**** Extracted data

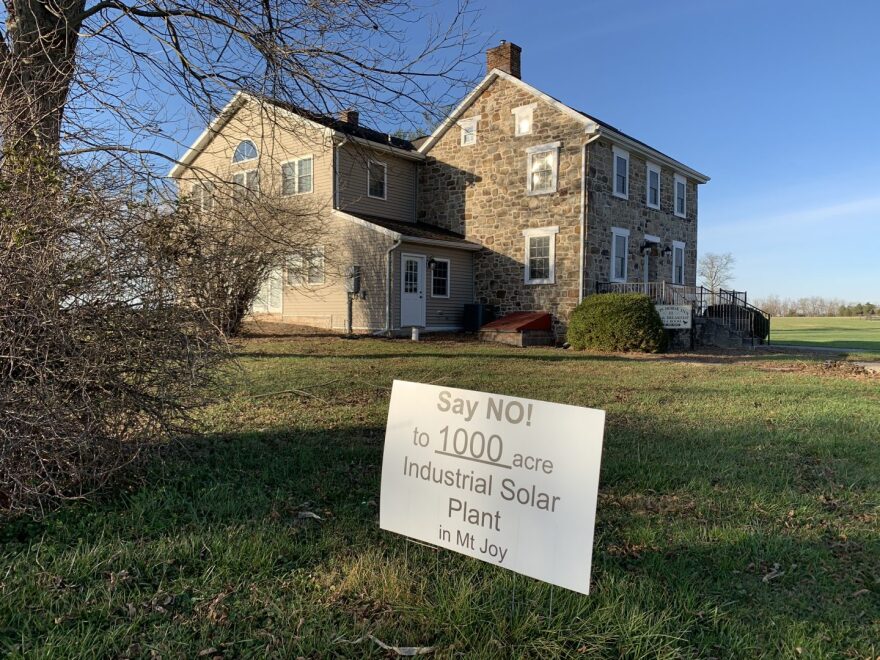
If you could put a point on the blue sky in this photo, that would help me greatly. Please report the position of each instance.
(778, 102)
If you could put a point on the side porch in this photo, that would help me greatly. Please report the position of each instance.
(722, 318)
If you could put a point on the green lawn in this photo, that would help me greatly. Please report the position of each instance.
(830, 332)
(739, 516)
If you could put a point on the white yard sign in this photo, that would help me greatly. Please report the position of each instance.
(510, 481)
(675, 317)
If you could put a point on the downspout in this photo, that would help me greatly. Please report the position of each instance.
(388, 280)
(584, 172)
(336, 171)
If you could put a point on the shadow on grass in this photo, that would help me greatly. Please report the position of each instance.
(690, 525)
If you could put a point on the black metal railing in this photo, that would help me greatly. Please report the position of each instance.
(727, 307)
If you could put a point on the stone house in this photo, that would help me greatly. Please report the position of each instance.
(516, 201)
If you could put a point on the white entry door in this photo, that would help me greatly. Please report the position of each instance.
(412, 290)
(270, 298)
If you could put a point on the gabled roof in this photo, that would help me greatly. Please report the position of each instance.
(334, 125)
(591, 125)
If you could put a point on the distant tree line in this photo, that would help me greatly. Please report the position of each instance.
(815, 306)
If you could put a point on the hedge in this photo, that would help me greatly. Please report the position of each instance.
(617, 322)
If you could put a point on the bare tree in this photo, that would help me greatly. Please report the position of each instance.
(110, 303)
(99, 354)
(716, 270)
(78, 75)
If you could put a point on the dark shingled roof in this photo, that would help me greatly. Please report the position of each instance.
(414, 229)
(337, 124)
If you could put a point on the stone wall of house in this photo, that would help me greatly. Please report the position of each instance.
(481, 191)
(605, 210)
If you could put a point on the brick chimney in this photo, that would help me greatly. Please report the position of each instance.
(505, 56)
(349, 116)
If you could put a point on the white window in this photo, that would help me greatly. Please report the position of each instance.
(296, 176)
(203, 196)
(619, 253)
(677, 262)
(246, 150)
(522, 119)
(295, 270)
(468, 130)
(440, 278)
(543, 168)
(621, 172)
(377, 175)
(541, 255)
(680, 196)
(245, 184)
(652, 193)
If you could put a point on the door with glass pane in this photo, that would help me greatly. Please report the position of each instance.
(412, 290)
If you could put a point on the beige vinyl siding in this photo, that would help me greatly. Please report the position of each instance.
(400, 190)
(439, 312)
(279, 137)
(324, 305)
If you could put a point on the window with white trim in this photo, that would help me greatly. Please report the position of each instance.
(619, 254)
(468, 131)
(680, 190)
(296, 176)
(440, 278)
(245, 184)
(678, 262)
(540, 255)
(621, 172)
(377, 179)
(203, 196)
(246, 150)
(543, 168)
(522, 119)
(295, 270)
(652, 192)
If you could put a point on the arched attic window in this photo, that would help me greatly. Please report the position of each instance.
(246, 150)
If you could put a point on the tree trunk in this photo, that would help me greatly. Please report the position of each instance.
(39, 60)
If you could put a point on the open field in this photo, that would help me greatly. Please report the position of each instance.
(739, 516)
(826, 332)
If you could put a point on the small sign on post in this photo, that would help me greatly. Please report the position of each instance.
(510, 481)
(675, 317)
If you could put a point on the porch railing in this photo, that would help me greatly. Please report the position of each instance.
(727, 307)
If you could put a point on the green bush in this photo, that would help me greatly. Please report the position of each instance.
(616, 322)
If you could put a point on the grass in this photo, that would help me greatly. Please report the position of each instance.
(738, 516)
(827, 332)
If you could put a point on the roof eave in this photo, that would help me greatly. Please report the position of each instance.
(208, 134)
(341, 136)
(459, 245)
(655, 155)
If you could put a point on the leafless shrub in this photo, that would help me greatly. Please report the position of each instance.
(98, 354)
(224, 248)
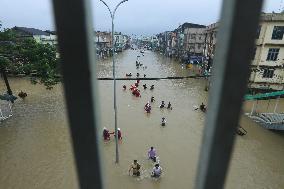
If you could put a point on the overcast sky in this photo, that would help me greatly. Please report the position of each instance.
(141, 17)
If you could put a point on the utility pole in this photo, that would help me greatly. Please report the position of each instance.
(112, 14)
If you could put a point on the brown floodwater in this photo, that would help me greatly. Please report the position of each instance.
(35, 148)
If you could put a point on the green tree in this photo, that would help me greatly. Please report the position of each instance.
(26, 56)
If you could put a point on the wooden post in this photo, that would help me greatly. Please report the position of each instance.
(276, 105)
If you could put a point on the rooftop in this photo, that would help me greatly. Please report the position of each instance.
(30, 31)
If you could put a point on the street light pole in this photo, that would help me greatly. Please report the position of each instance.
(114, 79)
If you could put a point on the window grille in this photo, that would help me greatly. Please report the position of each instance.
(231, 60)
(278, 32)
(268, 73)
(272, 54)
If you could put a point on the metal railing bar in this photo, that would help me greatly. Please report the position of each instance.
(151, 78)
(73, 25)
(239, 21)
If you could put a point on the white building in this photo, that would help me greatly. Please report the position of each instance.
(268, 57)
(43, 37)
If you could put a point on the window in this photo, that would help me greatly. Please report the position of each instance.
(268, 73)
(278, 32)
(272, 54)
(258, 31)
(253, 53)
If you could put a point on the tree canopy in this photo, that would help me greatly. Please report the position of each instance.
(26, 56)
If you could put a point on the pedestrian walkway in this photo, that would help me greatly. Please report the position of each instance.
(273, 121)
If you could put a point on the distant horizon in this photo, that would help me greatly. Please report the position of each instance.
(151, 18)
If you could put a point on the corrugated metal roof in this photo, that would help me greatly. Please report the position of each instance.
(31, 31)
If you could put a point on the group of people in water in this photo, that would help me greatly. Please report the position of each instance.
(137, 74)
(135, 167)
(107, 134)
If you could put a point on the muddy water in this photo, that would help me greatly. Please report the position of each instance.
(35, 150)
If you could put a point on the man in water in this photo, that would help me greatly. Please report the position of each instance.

********

» **Activity**
Make an exact copy of the records shown above, without the pictures.

» **Exercise response**
If you could put a point on the blue sky in this photo, that would help me greatly. Please report the position of each instance.
(778, 102)
If you could put a point on the side porch in this photo, that would help me greatly. Please report the position of each instance.
(722, 318)
If you could put a point on the green lawn in this photo, that would help me greatly. Please report the position of each instance.
(830, 332)
(739, 516)
If you could put a point on the white yard sign in this photo, that would help me greatly. Please report the position of each instance.
(510, 481)
(675, 317)
If you could put a point on the downspout in this photo, that would help me greatly. Please report the position of each instance.
(388, 280)
(584, 172)
(336, 171)
If you could put a point on the shadow on grass in this photo, that would help me greatly. Please report the position of each instance.
(690, 525)
If you could put a point on the black metal railing in this photo, that would help me greatly. Please report the position of each instance.
(727, 307)
If you could put a point on the stone house in this photo, that would help me greatly. Please report the position of each instance.
(516, 201)
If you could put a point on the white entry door in this photo, that would help me greatly. Please report the position of each instance.
(412, 290)
(270, 298)
If you could put a point on the gabled roof in this photo, that would help me greatly. Please report the position of each instance.
(334, 125)
(591, 125)
If you could put a point on the distant tree line in this photo, that would help me greatly. Please report the position of each instance.
(815, 306)
If you could put a point on the hedge in this photo, that would help me greatly. Please report the position of each instance.
(617, 322)
If you could put a point on the bare tree in this photo, that would help me greatly. Please report the position of each instance.
(110, 303)
(99, 354)
(716, 270)
(78, 75)
If you could put a point on the dark shingled roof in this photo, that would help me greatly. Please report the position of each instance.
(414, 229)
(337, 124)
If you could put a point on the stone wall of house in this photo, that would help me greatly. Please report the position of each instance.
(481, 191)
(605, 210)
If you could put a point on the brick chimney in this photo, that would help me greatly. Please report the position of each instance.
(505, 56)
(349, 116)
If you could put a point on the white window in this photo, that would help me greatly. Please report the position of each instance.
(296, 176)
(203, 196)
(619, 253)
(677, 262)
(246, 150)
(522, 119)
(295, 270)
(468, 130)
(440, 278)
(543, 168)
(621, 172)
(377, 175)
(541, 255)
(680, 196)
(245, 184)
(652, 193)
If you could put a point on the door with glass pane in this photo, that would help me greatly. Please report the position of each instance.
(412, 290)
If you could put a point on the beige vinyl siding in this photo, that would help me greatly. Please report the position of each instance.
(400, 190)
(439, 312)
(279, 137)
(324, 305)
If you could put a point on the window with white trim in this photo, that would help me greatly. Please report the position of each instance.
(619, 254)
(468, 131)
(680, 190)
(296, 176)
(440, 278)
(245, 184)
(678, 262)
(540, 255)
(621, 172)
(377, 179)
(203, 196)
(246, 150)
(543, 168)
(522, 119)
(295, 270)
(652, 192)
If you could put a point on the arched attic window in this photo, that would help me greatly. Please report the position of each instance.
(246, 150)
If you could put a point on the tree trunk in this photo, that would help me greatly. Please report the position of each instance.
(39, 60)
If you could put a point on the open field in this photo, that would help me greatly. Please report the position of each instance.
(739, 516)
(826, 332)
If you could put a point on the small sign on post in this photo, that would help me greatly. Please report the position of each instance.
(510, 481)
(675, 317)
If you could put a point on the porch railing in this photo, that would help me greatly. Please report the position of each instance.
(727, 307)
If you could put a point on the green bush in this photo, that would help me greatly. Please report the position of each instance.
(616, 322)
If you could put a point on the grass in this photo, that would help me greatly. Please report the position of each instance.
(738, 516)
(827, 332)
If you could put a point on the roof eave in this photo, that would help me greatly. Please report the position of each instance.
(208, 134)
(341, 136)
(459, 245)
(655, 155)
If you could put a point on the leafless shrub in this photo, that would help me greatly. Please report the position of each instance.
(98, 354)
(224, 248)
If you could put a point on the overcast sky in this photo, that would help me greatly. Please report the position of each instance.
(141, 17)
If you could put a point on the utility pole in this photo, that would help me greatly. Please report the position of each instance.
(112, 14)
If you could put a point on the brown floodwater in this photo, that would help me greatly. Please report the position of each instance.
(35, 148)
If you could put a point on the green tree in this photo, that would help me greatly. Please report the position of each instance.
(26, 56)
If you could put a point on the wooden post in this photo, that would help me greatly. Please report the position of each instance.
(276, 105)
If you could put a point on the rooftop in this photo, that would help me greatly. Please report the position of each instance.
(30, 31)
If you could put a point on the street light pole in this photo, that would help me greatly. Please report the position of each instance.
(114, 79)
If you could put a point on the window grille in this photo, that would help me greatly. Please report the position of each instance.
(231, 60)
(278, 32)
(268, 73)
(272, 54)
If you could put a point on the metal railing bar in this photo, that would help me greatly. Please report the position of each instance.
(151, 78)
(73, 25)
(239, 21)
If you could put a point on the white building in this photo, that would help me greatly. Please report the position of each instance.
(268, 57)
(43, 37)
If you could put a point on the window in this photo, that would help me greatly. Please report the position of each instance.
(268, 73)
(278, 32)
(272, 54)
(258, 31)
(253, 53)
If you could put a point on the tree canopy in this photo, that would help me greatly. Please report the position of each instance.
(26, 56)
If you could put a point on the pedestrian walkway in this photo, that would help me greatly. Please report the position of each instance.
(273, 121)
If you could put a point on the distant horizon in this photo, that would help me greatly. Please report the position of each instance.
(151, 18)
If you could put a point on the corrugated metal roof in this photo, that would help me greatly. Please report the position of each instance.
(31, 31)
If you could put a point on the group of people in water in this photo, that would help me greatly. Please report the position of each instance.
(137, 74)
(135, 167)
(107, 134)
If you could put a point on the muddy water in this photo, that would help me greatly. Please report the position of each instance.
(35, 150)
If you could put a point on the man in water in this photo, that would help me greatly. Please report the position of each instance.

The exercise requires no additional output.